▶ **YOUR OBJECTIVE**
From the line that includes "Query: blonde hair" down to the final line of the data below, copy every line exactly and leave the rest out.

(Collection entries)
- - -

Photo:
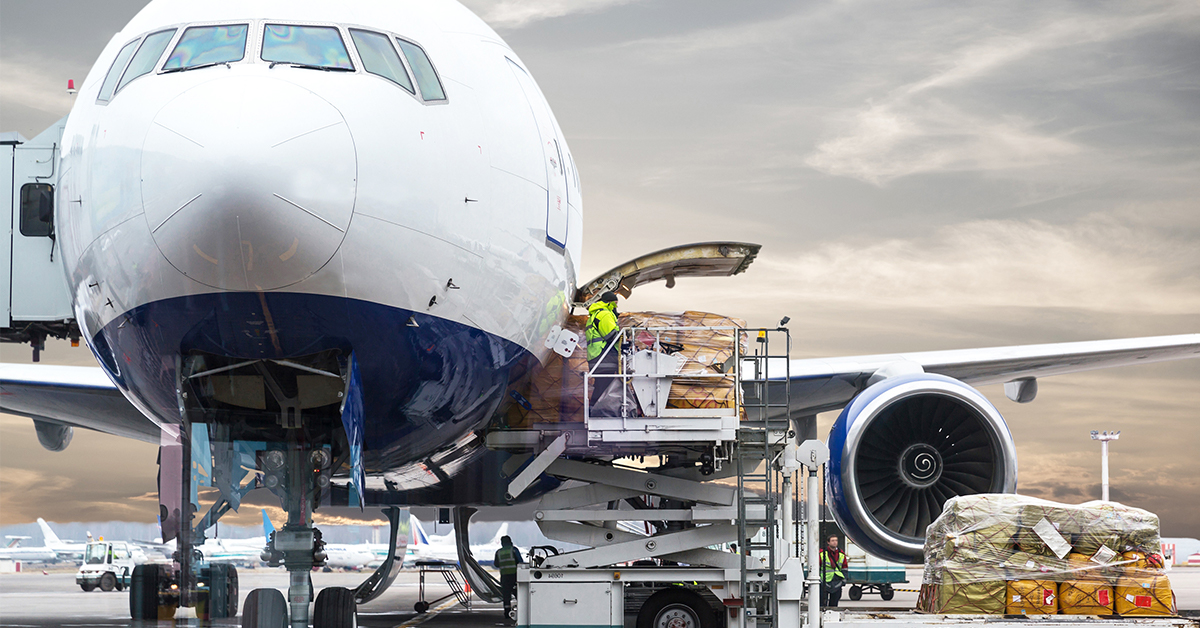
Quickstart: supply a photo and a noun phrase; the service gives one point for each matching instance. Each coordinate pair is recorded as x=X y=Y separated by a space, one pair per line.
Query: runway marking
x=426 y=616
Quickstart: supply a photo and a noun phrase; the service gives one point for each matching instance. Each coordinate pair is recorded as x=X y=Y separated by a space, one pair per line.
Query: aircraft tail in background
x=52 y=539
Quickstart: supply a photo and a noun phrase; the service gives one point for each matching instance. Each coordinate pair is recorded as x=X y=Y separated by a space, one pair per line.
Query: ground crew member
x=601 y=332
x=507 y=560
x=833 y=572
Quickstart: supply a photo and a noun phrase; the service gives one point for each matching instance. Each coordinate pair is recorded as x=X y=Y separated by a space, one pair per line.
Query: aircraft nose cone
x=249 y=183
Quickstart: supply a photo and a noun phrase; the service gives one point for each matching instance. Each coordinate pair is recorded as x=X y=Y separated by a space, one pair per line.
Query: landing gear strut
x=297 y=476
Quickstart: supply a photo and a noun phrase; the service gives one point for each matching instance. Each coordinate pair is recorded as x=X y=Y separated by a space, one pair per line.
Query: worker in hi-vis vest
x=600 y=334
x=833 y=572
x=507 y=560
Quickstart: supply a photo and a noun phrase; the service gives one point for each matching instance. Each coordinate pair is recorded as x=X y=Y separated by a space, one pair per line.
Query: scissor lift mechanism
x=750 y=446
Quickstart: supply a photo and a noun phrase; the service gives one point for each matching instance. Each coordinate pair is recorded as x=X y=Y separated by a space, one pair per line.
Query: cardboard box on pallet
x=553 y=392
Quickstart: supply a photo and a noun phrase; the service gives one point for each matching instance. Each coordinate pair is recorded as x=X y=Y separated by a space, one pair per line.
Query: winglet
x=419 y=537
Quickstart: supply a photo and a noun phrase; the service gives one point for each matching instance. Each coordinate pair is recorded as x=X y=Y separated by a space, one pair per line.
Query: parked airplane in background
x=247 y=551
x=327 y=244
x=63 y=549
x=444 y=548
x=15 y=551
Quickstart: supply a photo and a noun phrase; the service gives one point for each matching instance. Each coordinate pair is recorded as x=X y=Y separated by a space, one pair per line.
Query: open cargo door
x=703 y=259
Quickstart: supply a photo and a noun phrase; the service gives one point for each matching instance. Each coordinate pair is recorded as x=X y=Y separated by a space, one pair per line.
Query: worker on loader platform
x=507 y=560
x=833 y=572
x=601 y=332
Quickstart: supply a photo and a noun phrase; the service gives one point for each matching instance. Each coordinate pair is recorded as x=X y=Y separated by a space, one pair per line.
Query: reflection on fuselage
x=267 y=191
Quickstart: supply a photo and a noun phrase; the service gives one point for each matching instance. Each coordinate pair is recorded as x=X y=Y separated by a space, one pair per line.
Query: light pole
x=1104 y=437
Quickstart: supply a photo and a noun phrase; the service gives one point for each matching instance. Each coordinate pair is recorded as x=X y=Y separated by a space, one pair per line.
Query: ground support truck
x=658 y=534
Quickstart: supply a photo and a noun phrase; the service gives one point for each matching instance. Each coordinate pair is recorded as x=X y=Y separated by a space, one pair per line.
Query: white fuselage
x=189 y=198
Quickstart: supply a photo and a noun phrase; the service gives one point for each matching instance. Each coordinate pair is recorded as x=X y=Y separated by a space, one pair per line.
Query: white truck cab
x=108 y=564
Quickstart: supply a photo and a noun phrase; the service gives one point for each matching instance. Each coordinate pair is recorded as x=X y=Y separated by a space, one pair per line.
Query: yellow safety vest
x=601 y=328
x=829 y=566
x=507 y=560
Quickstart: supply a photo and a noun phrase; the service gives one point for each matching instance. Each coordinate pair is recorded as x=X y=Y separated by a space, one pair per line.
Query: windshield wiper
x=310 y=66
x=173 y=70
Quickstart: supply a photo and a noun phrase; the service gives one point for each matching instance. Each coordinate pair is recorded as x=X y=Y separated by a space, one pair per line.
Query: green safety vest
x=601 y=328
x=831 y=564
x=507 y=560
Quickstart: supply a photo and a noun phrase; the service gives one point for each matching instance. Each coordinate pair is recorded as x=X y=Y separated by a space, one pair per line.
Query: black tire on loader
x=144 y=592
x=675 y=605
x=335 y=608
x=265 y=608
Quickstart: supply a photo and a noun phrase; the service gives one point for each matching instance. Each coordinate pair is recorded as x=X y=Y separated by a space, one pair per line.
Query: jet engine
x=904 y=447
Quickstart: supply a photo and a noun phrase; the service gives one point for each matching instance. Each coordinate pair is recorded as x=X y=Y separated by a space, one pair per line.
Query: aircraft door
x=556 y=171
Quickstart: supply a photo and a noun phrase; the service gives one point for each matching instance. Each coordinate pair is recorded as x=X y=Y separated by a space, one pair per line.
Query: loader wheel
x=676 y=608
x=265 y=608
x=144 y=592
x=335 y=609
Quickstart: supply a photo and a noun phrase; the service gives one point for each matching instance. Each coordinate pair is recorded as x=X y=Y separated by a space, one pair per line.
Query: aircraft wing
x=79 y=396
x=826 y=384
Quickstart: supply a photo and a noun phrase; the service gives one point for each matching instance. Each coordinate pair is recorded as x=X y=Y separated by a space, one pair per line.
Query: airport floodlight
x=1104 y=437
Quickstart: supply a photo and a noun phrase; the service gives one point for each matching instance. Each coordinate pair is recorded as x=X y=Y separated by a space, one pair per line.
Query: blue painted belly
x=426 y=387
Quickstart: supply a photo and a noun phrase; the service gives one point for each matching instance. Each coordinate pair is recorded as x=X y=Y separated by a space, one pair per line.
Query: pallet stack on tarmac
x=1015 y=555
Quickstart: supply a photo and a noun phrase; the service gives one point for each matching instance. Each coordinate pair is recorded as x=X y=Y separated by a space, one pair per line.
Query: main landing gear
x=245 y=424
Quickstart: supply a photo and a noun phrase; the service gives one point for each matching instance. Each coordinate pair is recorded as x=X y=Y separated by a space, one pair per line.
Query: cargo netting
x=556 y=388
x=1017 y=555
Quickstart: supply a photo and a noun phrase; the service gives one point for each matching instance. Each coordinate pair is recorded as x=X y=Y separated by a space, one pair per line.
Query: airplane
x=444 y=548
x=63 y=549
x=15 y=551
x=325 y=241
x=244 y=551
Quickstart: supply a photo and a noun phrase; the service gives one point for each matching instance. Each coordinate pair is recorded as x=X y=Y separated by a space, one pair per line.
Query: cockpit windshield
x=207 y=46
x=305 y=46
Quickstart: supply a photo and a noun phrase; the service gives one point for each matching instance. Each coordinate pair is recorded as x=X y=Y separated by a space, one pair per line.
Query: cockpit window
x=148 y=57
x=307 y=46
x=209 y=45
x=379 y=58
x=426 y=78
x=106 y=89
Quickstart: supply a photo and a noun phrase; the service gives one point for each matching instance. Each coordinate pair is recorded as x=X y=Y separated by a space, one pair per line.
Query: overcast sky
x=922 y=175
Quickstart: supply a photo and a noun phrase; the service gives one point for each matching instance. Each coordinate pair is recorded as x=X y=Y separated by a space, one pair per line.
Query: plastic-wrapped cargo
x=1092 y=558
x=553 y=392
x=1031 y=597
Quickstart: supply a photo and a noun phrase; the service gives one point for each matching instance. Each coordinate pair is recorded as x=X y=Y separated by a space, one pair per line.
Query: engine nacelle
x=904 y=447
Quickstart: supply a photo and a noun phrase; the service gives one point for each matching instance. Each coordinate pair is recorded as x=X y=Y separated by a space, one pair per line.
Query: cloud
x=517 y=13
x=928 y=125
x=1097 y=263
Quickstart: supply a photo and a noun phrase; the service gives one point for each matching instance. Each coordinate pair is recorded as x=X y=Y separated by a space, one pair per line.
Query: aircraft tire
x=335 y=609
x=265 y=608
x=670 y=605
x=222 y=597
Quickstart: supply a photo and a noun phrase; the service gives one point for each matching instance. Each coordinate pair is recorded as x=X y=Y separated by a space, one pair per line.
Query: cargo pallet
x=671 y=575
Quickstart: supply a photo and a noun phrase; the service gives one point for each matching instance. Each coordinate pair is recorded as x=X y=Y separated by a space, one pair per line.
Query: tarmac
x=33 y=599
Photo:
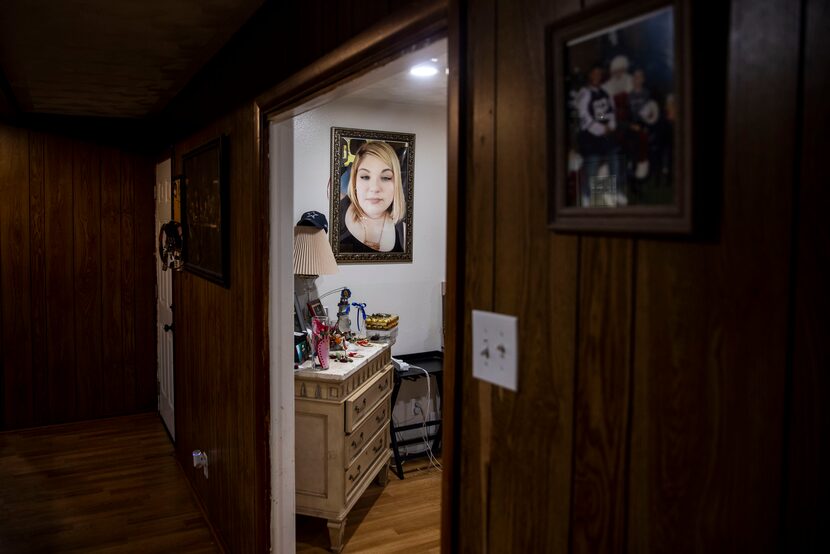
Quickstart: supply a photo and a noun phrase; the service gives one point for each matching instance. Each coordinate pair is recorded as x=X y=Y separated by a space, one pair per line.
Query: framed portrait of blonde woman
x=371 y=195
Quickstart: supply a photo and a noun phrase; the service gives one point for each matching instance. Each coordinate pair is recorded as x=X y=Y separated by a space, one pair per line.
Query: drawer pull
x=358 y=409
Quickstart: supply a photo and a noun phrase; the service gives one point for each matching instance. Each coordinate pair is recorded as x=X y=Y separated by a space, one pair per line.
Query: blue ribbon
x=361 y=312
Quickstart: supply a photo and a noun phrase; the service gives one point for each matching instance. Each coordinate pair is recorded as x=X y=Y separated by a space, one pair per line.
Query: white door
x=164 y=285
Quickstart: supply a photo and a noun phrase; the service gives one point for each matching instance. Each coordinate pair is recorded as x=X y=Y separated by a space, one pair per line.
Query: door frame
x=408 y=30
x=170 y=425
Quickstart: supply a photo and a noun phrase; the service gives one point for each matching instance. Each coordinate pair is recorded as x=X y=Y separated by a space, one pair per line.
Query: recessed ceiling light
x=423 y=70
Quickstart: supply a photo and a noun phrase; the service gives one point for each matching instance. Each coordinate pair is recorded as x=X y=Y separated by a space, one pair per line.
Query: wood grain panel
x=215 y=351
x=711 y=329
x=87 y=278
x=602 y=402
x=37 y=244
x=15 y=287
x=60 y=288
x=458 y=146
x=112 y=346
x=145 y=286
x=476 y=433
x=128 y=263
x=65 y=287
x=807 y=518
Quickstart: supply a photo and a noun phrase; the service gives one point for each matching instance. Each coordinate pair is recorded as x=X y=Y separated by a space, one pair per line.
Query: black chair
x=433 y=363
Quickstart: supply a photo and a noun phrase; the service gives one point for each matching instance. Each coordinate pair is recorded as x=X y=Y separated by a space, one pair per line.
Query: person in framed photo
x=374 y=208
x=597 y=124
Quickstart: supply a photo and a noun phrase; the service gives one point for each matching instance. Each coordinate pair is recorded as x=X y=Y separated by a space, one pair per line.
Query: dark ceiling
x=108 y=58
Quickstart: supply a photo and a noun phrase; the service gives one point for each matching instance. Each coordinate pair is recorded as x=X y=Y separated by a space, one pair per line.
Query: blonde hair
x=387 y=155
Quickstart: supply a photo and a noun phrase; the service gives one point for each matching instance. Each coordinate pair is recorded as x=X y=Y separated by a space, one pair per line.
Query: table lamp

- - -

▶ **RESPONSE AREA**
Query: blonde hair
x=387 y=155
Quickstart: supply a photo and a noun phrase; the service gives one point for each matching instance. Each coordinate pair is recorded as x=X y=Y separated by a space, one pair per line.
Query: table lamp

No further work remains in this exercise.